◆ Selected text:
********

Before, During, and After Active Reading Strategies

Improve comprehension, retention, and ability to use and respond to readings

Before Reading Activities

1.  Understand your reading situation/purpose

Know whether you’re reading to master a topic for a test, to learn a skill, to find a piece of information, to encounter diverse viewpoints, to respond in discussion or writing, or for some other purpose.

Adjust your reading speed and focus accordingly.

2. Activate your knowledge/create expectations

  • Read the abstract to identify the topic, hypothesis, problem, or question, methods, findings, and implications of the reading
  • Find the keywords list to identify important concepts
  • Free write about the title
  • Write down anything you think you know about the subject
  • Speculate, wonder, make predictions
  • Guess the argument
  • Write questions you want answered in the reading
  • Set reading goals
    • what do you want to learn?
    • what do you need to know?
    • why does this matter for your work?

3.  Preview the reading to get a sense of it as a whole and to figure out how the piece is structured

  • Re-read the abstract
  • Find the keywords list and guess how they connect
  • Uncover the writer’s writing situation/motivation for writing – to what gap in the literature are they responding?
  • Scan the reading – pay attention to topic sentences and the beginnings and ends of paragraphs to get a sense of subtopics, how the argument evolves, and what meaning the writer is making from the concepts, data, and explanations presented
  • Look for and mark segment breaks (“chunks”)
  • Read featured pull quotes or text boxes
  • Look for learning outcomes or objectives (if the reading is a textbook chapter)

********

◆ Written instruction 1:
In the reading strategies text, rewrite the passage starting with "1.  Understand your" and going on through "and focus accordingly.", putting "goal" in place of "purpose".
◆ Written instruction 2:
Answer these questions from the reading strategies text.
(a) What should a reader adjust according to their reading situation?
(b) What should a reader look for and mark while previewing?
(c) When should a reader look for learning outcomes or objectives?
◆ Written instruction 3:
List every question that the reading strategies text gives under "Set reading goals."
Use only the reading strategies text to answer.

********

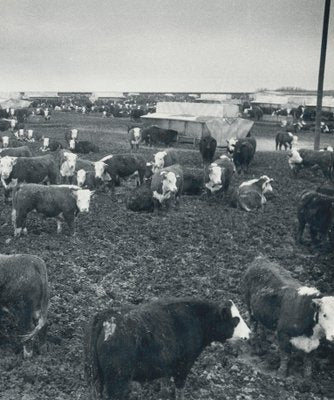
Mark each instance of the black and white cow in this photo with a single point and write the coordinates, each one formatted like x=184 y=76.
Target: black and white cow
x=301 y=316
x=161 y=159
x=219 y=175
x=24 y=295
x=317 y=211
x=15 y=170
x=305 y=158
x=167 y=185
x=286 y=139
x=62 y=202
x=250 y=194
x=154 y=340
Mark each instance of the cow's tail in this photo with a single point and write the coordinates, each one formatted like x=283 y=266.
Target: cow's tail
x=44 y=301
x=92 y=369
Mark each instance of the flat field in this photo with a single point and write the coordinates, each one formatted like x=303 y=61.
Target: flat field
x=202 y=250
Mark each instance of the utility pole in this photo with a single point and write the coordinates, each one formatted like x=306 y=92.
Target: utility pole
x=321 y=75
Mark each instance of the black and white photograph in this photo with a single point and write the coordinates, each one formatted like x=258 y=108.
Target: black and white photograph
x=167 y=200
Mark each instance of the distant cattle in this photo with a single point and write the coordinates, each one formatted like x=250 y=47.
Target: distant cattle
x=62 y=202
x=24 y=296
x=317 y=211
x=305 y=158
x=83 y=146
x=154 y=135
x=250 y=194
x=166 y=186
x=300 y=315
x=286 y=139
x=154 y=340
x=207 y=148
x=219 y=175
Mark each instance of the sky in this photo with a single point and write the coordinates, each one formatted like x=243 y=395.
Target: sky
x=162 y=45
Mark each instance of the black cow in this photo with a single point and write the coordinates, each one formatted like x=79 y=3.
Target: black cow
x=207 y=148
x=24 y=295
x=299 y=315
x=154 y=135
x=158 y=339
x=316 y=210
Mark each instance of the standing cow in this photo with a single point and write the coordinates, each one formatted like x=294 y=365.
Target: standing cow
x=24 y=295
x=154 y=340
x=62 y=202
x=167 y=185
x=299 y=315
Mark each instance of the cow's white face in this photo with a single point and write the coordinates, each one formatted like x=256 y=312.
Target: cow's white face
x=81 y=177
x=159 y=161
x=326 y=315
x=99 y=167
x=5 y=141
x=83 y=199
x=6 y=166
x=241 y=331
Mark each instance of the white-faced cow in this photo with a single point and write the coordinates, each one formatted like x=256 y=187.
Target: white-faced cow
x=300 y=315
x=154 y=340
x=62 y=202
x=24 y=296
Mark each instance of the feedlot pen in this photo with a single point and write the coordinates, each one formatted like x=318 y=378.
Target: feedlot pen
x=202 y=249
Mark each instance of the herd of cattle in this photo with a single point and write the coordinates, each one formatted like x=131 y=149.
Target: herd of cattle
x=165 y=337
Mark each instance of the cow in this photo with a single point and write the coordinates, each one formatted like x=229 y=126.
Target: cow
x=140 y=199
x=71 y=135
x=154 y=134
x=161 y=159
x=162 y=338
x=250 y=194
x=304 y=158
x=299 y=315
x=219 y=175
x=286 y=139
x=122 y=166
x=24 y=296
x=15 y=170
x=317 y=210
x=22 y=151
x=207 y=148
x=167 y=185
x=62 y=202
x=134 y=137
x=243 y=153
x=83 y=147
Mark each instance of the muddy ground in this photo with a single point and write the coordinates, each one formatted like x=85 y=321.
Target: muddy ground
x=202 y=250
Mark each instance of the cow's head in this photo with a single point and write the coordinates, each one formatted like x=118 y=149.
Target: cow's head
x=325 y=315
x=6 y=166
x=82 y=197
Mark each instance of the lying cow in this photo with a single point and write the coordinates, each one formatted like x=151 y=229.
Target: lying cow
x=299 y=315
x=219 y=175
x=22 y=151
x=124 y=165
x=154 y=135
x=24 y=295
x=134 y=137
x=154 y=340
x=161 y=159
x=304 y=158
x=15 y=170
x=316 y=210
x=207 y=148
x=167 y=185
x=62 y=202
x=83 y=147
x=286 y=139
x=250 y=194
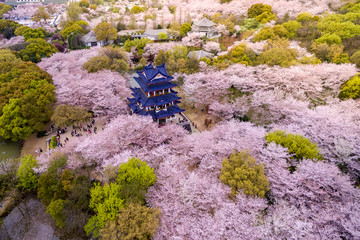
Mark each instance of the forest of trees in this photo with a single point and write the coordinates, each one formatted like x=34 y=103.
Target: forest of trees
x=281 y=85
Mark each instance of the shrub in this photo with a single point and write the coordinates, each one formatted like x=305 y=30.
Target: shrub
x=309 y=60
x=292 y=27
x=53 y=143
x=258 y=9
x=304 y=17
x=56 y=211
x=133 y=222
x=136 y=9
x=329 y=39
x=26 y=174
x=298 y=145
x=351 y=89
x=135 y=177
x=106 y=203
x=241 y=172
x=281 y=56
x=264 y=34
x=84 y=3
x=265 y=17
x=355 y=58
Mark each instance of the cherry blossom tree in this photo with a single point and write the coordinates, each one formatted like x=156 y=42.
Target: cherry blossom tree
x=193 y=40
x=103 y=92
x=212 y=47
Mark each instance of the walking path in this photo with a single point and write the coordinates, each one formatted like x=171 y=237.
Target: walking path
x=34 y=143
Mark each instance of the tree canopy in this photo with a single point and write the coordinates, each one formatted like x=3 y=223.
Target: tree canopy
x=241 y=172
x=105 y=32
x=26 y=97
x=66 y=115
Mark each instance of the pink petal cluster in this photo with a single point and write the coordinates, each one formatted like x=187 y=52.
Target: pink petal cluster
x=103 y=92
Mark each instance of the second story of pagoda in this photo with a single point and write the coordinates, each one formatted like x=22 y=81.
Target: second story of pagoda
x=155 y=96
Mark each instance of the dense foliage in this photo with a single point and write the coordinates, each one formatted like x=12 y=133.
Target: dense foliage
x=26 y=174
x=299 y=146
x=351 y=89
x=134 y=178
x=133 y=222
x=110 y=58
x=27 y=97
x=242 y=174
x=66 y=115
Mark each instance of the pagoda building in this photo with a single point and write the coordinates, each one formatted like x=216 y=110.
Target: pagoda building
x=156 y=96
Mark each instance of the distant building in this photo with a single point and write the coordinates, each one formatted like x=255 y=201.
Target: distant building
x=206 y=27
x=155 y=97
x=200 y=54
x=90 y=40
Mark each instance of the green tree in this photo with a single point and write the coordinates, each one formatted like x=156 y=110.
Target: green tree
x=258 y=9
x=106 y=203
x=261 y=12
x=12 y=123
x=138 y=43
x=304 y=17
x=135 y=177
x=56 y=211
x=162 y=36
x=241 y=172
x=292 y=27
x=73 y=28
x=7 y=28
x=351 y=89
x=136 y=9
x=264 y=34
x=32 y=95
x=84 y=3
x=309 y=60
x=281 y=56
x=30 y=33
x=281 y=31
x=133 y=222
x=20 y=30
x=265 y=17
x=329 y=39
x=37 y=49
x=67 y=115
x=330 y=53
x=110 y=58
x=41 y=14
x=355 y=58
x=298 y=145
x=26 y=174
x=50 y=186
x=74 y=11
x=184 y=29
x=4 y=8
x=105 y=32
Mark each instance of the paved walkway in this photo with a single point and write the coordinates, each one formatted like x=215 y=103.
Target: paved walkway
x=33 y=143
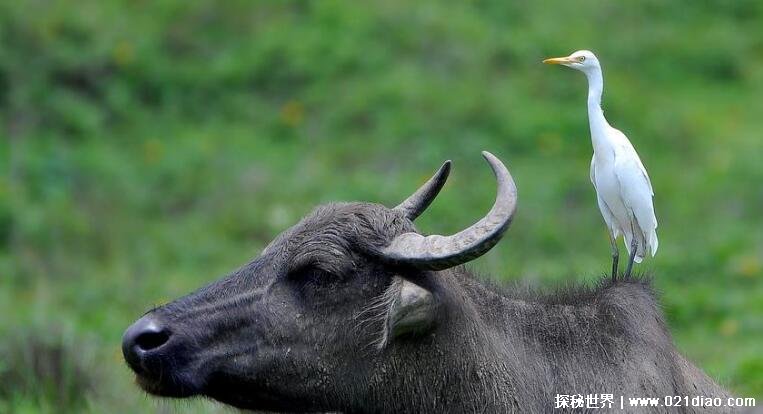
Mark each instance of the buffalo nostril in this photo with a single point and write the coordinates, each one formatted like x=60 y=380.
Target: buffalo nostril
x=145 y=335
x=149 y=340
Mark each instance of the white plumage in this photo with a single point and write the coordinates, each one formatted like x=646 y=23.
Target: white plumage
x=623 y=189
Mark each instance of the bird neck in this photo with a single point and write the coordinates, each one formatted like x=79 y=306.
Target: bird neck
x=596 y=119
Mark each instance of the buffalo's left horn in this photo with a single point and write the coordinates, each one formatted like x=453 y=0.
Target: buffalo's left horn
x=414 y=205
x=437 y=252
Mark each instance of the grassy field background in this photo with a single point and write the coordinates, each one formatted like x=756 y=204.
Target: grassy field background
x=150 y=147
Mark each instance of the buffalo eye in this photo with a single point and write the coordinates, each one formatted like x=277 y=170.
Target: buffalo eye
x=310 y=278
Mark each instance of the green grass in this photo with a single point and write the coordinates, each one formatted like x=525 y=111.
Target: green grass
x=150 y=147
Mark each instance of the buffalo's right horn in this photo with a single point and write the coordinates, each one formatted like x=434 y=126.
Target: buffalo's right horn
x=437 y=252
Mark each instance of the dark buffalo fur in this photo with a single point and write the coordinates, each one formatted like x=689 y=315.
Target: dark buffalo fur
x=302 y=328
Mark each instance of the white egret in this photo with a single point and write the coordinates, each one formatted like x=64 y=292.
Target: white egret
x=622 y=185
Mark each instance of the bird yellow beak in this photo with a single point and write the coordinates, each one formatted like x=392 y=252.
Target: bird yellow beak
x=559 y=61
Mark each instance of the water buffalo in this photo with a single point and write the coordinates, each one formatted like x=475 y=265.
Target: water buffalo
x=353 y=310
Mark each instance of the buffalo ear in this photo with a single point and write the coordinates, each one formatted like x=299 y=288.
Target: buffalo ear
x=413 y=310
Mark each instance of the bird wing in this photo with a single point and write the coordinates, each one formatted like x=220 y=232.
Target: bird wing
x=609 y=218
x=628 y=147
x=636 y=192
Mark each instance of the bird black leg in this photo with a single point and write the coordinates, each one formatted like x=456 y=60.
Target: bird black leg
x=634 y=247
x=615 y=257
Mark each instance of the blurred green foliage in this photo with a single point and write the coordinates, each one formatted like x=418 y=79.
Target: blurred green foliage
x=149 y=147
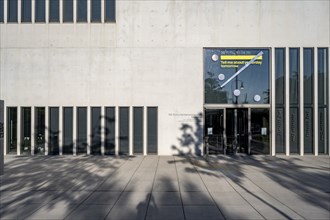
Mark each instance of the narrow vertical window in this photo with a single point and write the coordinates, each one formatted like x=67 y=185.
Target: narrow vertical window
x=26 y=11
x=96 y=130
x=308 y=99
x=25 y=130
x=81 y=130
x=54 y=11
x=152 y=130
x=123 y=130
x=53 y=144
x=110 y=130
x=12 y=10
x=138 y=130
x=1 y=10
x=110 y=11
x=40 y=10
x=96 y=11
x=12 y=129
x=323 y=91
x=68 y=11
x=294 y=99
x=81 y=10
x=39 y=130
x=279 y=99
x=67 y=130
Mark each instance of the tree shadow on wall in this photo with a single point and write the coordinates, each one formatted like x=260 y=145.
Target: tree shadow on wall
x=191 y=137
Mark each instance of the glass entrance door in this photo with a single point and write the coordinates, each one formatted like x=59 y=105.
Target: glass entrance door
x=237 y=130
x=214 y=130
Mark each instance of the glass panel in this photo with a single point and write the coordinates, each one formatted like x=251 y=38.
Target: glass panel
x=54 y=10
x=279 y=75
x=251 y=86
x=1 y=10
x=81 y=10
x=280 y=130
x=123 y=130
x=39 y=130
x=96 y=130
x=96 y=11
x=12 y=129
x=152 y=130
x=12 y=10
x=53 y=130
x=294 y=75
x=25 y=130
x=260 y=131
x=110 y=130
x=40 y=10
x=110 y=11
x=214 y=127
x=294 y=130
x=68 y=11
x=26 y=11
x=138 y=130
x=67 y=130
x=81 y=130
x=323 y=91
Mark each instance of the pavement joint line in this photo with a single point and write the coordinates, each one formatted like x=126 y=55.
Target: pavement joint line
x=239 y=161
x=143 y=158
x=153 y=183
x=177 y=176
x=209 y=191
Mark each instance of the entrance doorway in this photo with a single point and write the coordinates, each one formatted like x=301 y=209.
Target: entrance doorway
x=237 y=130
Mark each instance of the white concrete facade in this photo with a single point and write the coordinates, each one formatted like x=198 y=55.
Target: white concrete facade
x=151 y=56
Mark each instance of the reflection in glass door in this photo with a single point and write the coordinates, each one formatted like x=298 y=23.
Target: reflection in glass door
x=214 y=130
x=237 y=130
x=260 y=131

********

◆ Solution 1:
1.  Understand your reading situation/goal

Know whether you’re reading to master a topic for a test, to learn a skill, to find a piece of information, to encounter diverse viewpoints, to respond in discussion or writing, or for some other goal.

Adjust your reading speed and focus accordingly.

◆ Solution 2:
(a) Their reading speed and focus.
(b) Segment breaks ("chunks").
(c) When the reading is a textbook chapter.

◆ Solution 3:
- what do you want to learn?
- what do you need to know?
- why does this matter for your work?